§ Exercise
Pick out each line in the data that contains the word "horse" and copy those lines.

======

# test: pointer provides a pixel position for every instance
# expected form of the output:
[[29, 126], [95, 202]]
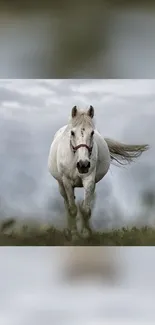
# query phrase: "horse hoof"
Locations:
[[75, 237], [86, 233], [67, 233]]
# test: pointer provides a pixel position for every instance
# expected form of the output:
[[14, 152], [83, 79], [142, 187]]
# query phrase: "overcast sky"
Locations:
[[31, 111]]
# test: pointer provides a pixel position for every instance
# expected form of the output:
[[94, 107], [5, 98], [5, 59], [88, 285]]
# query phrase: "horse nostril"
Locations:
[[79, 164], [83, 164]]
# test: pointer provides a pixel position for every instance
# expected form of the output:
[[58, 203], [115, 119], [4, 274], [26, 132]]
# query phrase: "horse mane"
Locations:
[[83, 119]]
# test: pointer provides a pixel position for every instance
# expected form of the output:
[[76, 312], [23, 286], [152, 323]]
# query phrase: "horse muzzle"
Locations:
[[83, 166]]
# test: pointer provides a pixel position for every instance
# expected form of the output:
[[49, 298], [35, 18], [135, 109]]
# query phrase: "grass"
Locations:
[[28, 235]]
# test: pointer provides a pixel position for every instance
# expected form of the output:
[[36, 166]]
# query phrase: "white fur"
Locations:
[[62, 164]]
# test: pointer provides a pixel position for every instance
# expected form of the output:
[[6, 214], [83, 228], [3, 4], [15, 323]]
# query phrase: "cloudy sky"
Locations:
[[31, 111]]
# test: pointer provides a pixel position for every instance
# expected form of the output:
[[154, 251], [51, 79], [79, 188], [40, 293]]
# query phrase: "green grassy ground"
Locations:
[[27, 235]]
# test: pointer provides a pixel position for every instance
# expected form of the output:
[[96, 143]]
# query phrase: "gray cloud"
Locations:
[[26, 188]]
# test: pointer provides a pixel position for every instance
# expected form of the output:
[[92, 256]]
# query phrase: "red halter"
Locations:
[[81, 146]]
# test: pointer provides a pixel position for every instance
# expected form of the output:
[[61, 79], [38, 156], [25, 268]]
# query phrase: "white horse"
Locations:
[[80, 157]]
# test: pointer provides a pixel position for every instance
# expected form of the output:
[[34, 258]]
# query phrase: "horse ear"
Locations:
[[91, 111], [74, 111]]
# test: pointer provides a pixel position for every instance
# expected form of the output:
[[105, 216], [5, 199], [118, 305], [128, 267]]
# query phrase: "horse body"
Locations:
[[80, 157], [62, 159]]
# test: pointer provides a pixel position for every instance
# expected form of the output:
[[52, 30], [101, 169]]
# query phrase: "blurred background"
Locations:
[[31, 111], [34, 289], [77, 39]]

======

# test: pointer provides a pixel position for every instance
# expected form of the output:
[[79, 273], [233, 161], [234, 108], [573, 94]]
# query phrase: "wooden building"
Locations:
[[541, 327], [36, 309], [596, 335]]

======

§ Answer to the task
# query phrase: "horse hoof"
# query phrase: "horse nostril"
# query phrase: "horse mane"
# query phrase: "horse muzzle"
# query phrase: "white horse"
# query phrase: "horse ear"
# query phrase: "horse body"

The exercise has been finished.